* What needs to be done
Copy the rows below word for word, keeping every line as it appears.

## Begin Data supplied

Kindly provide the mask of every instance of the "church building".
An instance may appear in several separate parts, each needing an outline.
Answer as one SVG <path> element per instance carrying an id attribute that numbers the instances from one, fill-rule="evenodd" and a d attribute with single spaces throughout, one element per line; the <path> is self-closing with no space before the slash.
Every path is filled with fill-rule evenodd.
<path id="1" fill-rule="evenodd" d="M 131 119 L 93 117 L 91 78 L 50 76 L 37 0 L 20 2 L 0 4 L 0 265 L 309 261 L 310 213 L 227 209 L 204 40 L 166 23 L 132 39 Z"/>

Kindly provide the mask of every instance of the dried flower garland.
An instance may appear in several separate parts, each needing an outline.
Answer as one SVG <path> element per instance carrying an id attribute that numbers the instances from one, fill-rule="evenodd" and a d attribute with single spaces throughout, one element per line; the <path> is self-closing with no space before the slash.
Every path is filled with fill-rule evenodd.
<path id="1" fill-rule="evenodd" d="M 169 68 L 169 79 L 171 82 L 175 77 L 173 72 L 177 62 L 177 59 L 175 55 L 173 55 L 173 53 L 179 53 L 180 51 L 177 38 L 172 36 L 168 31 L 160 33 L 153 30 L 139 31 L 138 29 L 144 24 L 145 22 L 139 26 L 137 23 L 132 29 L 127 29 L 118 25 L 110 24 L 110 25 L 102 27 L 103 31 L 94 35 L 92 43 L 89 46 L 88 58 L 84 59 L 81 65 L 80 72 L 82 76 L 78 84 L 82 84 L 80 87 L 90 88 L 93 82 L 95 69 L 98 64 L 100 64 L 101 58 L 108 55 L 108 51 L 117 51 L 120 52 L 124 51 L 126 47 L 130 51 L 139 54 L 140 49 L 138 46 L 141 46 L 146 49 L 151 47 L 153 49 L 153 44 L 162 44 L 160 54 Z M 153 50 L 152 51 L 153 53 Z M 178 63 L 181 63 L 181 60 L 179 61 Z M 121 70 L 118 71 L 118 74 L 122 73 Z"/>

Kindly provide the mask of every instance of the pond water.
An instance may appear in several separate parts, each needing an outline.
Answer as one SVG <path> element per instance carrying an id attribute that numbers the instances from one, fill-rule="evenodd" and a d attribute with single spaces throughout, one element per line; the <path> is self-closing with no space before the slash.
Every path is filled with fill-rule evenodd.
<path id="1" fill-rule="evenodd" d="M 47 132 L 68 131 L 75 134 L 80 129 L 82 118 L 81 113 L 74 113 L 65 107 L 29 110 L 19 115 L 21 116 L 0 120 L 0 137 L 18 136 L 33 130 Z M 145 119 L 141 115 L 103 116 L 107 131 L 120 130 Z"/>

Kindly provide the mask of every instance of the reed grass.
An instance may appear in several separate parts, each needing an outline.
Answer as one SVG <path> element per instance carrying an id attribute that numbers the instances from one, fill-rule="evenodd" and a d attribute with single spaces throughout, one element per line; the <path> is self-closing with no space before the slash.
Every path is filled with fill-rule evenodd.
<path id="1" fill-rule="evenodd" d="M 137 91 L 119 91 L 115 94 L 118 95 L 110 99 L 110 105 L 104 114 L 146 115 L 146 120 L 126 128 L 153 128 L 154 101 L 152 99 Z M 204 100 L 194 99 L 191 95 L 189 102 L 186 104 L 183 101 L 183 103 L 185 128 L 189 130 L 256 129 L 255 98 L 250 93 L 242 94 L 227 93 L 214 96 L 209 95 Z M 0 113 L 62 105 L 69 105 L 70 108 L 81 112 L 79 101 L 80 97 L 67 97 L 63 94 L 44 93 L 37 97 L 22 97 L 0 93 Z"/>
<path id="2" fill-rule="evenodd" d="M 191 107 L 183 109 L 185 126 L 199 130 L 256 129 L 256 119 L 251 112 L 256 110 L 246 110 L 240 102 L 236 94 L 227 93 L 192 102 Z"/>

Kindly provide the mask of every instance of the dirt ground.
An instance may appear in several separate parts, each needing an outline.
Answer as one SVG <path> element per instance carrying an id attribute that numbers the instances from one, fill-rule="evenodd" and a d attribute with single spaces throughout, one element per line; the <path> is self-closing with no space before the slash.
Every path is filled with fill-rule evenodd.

## End Data supplied

* Full solution
Kindly provide the mask of every instance of the "church building".
An instance may appear in several separate parts, each needing an outline.
Answer as one SVG <path> element per instance carrying an id attribute that numbers the instances from one, fill-rule="evenodd" and a d attribute with single spaces throughout, one element per line; the <path> is self-closing with no space before the slash.
Every path is filled with fill-rule evenodd.
<path id="1" fill-rule="evenodd" d="M 131 119 L 93 117 L 91 78 L 50 76 L 37 0 L 20 2 L 0 4 L 0 265 L 309 261 L 310 213 L 227 209 L 204 40 L 166 23 L 132 39 Z"/>

Kindly provide the mask of every instance of the dried flower garland.
An instance may appear in several separate parts, each needing an outline.
Answer as one SVG <path> element per instance carrying an id attribute that numbers the instances from one, fill-rule="evenodd" and a d attribute with single spaces throughout, one element per line; the <path> is self-closing with no space before the slash.
Every path is filled with fill-rule evenodd.
<path id="1" fill-rule="evenodd" d="M 169 68 L 169 79 L 171 82 L 175 77 L 173 72 L 177 62 L 177 59 L 175 55 L 173 55 L 173 53 L 179 53 L 180 51 L 177 38 L 172 36 L 168 31 L 160 33 L 153 30 L 139 31 L 138 29 L 144 24 L 145 22 L 139 26 L 137 23 L 132 29 L 127 29 L 118 25 L 110 24 L 110 25 L 102 27 L 103 31 L 94 35 L 92 43 L 89 46 L 88 58 L 84 59 L 81 65 L 80 72 L 82 76 L 78 84 L 82 84 L 80 87 L 90 88 L 93 82 L 95 69 L 98 64 L 100 64 L 101 58 L 108 55 L 108 51 L 117 51 L 120 52 L 124 51 L 126 47 L 130 51 L 139 54 L 140 49 L 138 46 L 141 46 L 146 49 L 151 47 L 153 49 L 153 44 L 162 44 L 160 54 Z M 153 50 L 152 51 L 153 53 Z M 178 63 L 181 63 L 181 60 L 179 61 Z M 121 70 L 118 71 L 118 74 L 122 73 Z"/>

Kindly provide the mask of every instance of the pond water.
An instance may appear in several separate parts, each needing an outline.
Answer as one SVG <path> element per instance carrying an id attribute that numbers the instances from one, fill-rule="evenodd" and a d attribute with single spaces throughout, one element per line; the <path> is self-closing with no space before the slash.
Every path is filled with fill-rule evenodd.
<path id="1" fill-rule="evenodd" d="M 47 132 L 68 131 L 75 134 L 80 129 L 82 118 L 81 113 L 74 113 L 65 107 L 29 110 L 19 115 L 21 116 L 0 120 L 0 137 L 18 136 L 33 130 Z M 145 119 L 141 115 L 103 116 L 107 131 L 120 130 Z"/>

Kindly provide the mask of every instance of the reed grass.
An instance may appear in several separate parts, each needing an outline.
Answer as one SVG <path> element per instance carrying an id attribute that numbers the instances from one, fill-rule="evenodd" and a d attribute with single spaces throughout, one element per line; the <path> is self-closing with no space before the slash.
Every path is filled with fill-rule evenodd.
<path id="1" fill-rule="evenodd" d="M 137 91 L 119 91 L 115 94 L 118 95 L 110 99 L 110 105 L 104 114 L 146 115 L 146 120 L 126 128 L 153 128 L 154 101 L 152 99 Z M 204 100 L 194 99 L 191 95 L 189 102 L 186 104 L 183 101 L 183 103 L 185 128 L 189 130 L 256 129 L 255 98 L 250 93 L 242 94 L 227 93 L 214 96 L 209 95 Z M 0 113 L 62 105 L 69 105 L 70 108 L 81 112 L 79 101 L 80 97 L 67 97 L 63 94 L 44 93 L 37 97 L 22 97 L 0 93 Z"/>
<path id="2" fill-rule="evenodd" d="M 191 107 L 183 109 L 185 126 L 199 130 L 256 129 L 256 119 L 251 112 L 256 110 L 246 110 L 240 102 L 236 94 L 227 93 L 192 102 Z"/>

Kindly provide the mask of every instance of the dirt ground.
An instance may appear in several separate parts, each needing an outline.
Answer as one SVG <path> element per instance carrying an id attribute that numbers the instances from one, fill-rule="evenodd" and a d attribute with single spaces throughout, one element per line; the <path> is self-closing with no space before the slash.
Every path is filled with fill-rule evenodd.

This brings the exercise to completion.